═══ AVAILABLE RECORDS ═══

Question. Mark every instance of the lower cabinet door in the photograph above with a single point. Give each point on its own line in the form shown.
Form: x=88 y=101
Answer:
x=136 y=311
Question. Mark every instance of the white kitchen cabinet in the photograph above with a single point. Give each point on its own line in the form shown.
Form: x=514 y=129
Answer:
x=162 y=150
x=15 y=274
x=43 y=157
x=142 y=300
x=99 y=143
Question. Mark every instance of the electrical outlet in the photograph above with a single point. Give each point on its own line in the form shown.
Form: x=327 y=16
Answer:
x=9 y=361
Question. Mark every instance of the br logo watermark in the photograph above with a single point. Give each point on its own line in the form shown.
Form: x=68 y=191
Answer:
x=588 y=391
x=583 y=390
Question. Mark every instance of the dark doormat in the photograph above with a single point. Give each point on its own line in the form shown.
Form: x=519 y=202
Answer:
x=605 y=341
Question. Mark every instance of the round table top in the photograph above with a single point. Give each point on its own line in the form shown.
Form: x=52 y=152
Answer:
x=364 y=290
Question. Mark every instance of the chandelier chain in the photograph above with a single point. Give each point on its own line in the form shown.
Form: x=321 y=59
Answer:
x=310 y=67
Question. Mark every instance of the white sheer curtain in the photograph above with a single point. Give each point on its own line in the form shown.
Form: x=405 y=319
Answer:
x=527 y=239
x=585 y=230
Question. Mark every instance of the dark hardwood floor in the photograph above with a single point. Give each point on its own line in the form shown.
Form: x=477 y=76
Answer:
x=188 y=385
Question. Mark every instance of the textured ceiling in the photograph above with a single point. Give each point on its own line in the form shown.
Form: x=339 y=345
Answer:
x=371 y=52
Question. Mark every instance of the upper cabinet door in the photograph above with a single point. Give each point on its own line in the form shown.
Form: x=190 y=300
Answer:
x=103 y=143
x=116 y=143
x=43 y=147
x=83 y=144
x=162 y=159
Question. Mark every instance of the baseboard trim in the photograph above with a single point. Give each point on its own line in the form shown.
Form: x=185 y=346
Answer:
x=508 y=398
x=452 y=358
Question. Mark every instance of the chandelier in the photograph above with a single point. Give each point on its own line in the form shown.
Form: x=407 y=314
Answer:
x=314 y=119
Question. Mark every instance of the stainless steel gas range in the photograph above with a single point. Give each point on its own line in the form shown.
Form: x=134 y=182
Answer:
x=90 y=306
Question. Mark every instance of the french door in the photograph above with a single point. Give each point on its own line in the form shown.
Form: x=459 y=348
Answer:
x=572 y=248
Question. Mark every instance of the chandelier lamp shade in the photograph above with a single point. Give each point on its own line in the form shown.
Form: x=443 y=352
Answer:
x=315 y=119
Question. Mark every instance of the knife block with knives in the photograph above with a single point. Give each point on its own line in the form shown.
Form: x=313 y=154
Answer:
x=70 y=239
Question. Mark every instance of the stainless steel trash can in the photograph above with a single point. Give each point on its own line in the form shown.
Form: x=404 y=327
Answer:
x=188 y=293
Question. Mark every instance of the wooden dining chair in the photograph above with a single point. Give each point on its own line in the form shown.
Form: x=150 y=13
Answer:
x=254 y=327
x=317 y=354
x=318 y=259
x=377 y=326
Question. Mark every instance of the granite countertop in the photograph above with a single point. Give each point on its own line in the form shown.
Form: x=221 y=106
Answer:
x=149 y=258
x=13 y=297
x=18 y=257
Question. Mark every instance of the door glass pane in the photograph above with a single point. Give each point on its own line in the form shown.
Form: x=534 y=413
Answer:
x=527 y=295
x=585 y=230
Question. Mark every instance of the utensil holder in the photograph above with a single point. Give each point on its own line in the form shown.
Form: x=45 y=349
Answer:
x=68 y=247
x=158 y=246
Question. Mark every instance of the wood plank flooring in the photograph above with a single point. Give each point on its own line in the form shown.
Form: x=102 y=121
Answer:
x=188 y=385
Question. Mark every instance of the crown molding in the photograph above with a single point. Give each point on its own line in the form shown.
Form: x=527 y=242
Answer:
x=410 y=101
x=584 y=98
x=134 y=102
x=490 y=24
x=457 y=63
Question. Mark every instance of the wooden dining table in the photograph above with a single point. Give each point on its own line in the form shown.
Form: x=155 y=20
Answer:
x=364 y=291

═══

● EXERCISE TASK: Repeat every line of the records above, with no changes.

● RESULT OF THIS TASK:
Question. Mark every instance of the lower cabinet door in the photograph above with a single point. Give each point on its own line in the form shown.
Form: x=88 y=101
Answer:
x=136 y=311
Question. Mark every instance of the white kitchen cabinet in the photograph above with a single point. Give each point on its own line in the form shown.
Form: x=514 y=129
Answer:
x=162 y=150
x=15 y=274
x=43 y=157
x=142 y=300
x=99 y=143
Question. Mark every instance of the electrical outlet in the photograph above with a single point. Give each point on its own line in the form shown.
Form: x=327 y=16
Answer:
x=9 y=361
Question. Mark every instance of the br logo watermark in the photograph above with a single point. Give each point on its own line in the form shown.
Form: x=68 y=191
Answer:
x=588 y=391
x=583 y=390
Question. Mark every instance of the dark doormat in the photograph above with a single point. Give each point on its own line in the form shown.
Form: x=519 y=202
Answer:
x=605 y=341
Question. Mark every instance of the round table top in the photograph above with a single point. Give each point on its own line in the form shown.
Form: x=52 y=152
Answer:
x=364 y=290
Question. Mark every instance of the chandelier chain in the photograph above with a single point. Give each point on its own line in the form shown.
Form: x=321 y=59
Answer:
x=310 y=67
Question. Mark every instance of the white sheer curtain in the photograph above with a single point. Give each point on its own line in the form shown.
Form: x=405 y=319
Answer:
x=527 y=239
x=585 y=230
Question. Mark every instance of the dark hardwood floor in the photograph above with a single point. Give each point on its own line in the form shown.
Form: x=477 y=76
Answer:
x=188 y=385
Question. Mark every instance of the textured ceiling in the photograph above with a single point. Give each point on its own line in the form shown.
Form: x=339 y=345
Answer:
x=371 y=52
Question. Mark every instance of the upper cabinet door in the photograph above with a single point. Give each point on its own line in the form shown.
Form: x=190 y=300
Answer:
x=103 y=143
x=116 y=143
x=43 y=147
x=83 y=144
x=162 y=159
Question. Mark every instance of the baseboard trim in the photograph above with a single point. Give each point on its own line in the form shown.
Form: x=185 y=346
Answer:
x=508 y=398
x=452 y=358
Question. Mark every instance of the chandelier in the photograph above with a single point. Give each point on its own line in the form shown.
Form: x=407 y=314
Answer:
x=314 y=119
Question. Mark every instance of the stainless steel gas range in the photograph above with a single point. Give each point on its own line in the form shown.
Form: x=134 y=182
Answer:
x=90 y=306
Question. Mark every instance of the french door in the photograph above with a single point. Give each point on its own line in the form shown.
Form: x=459 y=348
Answer:
x=572 y=248
Question. Mark every instance of the chandelier lamp shade in the photograph above with a single point. Give each point on its own line in the form shown.
Form: x=443 y=352
Answer:
x=315 y=119
Question. Mark every instance of the knife block with knives in the photograph above with a single point. Give each point on its own line in the form shown.
Form: x=313 y=154
Answer:
x=70 y=239
Question. Mark every instance of the stainless steel trash can in the photograph above with a single point. Give each point on its own line in the form shown.
Form: x=404 y=327
Answer:
x=188 y=293
Question. Mark every instance of the wooden dining chair in the photograph above with a single point. Give each point on its own line in the form shown.
Form: x=150 y=13
Answer:
x=254 y=327
x=317 y=354
x=318 y=259
x=377 y=326
Question. Mark every instance of the granite countertop in the photograph above with a single point. Give each point on its own line in the form shown.
Form: x=221 y=106
Answer:
x=149 y=258
x=13 y=297
x=18 y=257
Question. Mark every instance of the door glass pane in the photograph above with a single point. Give each point on its own line in the form shown.
Form: x=534 y=413
Answer:
x=527 y=295
x=585 y=230
Question. Mark every instance of the utensil holder in the photograph above with a single point. Give each point on its own line in the form shown.
Form: x=45 y=349
Answer:
x=68 y=247
x=158 y=246
Question. Mark every instance of the wood plank flooring in the photograph above with a single point. Give each point on its own line in the form shown.
Form: x=102 y=121
Answer:
x=188 y=385
Question. Mark every instance of the crown molding in the photograph above with a single point. Give each point on its own line in the form shown.
Form: x=527 y=242
Answer:
x=410 y=101
x=584 y=98
x=134 y=102
x=490 y=24
x=457 y=63
Question. Mark every instance of the wooden dining table in the photograph above with a single point. Give each point on its own line in the form shown.
Form: x=155 y=20
Answer:
x=364 y=291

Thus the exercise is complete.